- **WHAT IS REQUIRED**:
Please set out the lines below as a numbered list, leaving out any blank ones.

________________

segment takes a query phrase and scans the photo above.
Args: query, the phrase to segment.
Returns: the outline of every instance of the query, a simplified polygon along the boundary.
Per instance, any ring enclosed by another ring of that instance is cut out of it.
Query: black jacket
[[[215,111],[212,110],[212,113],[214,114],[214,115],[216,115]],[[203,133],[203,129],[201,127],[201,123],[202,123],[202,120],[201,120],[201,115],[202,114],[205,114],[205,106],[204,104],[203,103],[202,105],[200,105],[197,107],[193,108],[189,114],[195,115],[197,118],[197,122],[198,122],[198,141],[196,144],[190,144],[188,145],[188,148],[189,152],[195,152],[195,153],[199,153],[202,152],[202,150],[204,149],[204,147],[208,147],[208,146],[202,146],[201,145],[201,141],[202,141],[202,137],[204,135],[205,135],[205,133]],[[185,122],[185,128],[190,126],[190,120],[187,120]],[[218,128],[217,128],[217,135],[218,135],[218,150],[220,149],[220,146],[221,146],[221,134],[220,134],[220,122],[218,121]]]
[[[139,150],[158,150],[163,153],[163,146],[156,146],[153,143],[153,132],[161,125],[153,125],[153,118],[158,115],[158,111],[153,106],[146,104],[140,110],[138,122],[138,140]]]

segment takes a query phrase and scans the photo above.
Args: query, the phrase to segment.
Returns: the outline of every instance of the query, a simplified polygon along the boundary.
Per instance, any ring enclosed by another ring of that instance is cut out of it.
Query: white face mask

________________

- **RESULT OF THIS TASK**:
1. segment takes a query phrase and scans the photo above.
2. Args: query, the phrase to segment.
3. Returns: the outline of every instance of the query, a simplified polygon along the boundary.
4. Per instance, any ring enclosed by another ring of that instance is cut out of it.
5. Query: black jacket
6. [[[215,111],[212,110],[212,113],[214,114],[214,115],[216,115]],[[203,133],[203,129],[201,127],[201,123],[202,123],[202,120],[201,120],[201,115],[202,114],[205,114],[205,106],[204,104],[203,103],[202,105],[200,105],[197,107],[193,108],[189,114],[195,115],[197,118],[197,122],[198,122],[198,141],[196,144],[190,144],[188,145],[188,148],[189,152],[195,152],[195,153],[199,153],[202,152],[202,150],[204,149],[204,147],[208,147],[208,146],[202,146],[201,145],[201,141],[202,141],[202,137],[204,135],[205,135],[205,133]],[[185,122],[185,128],[190,126],[190,120],[187,120]],[[218,128],[217,128],[217,135],[218,135],[218,150],[220,149],[220,146],[221,146],[221,134],[220,134],[220,122],[218,121]]]
7. [[[139,150],[158,150],[163,153],[163,146],[156,146],[153,143],[153,132],[161,125],[153,125],[153,118],[158,115],[158,111],[153,106],[146,104],[140,110],[138,122],[138,140]]]
8. segment takes a query phrase and scans the photo above.
9. Args: query, the phrase to segment.
10. Returns: the outline of every instance of the query, a simplified polygon along the boundary.
11. Per instance, any ring enclosed by another ring of that instance is cut out of it.
12. Query: white face mask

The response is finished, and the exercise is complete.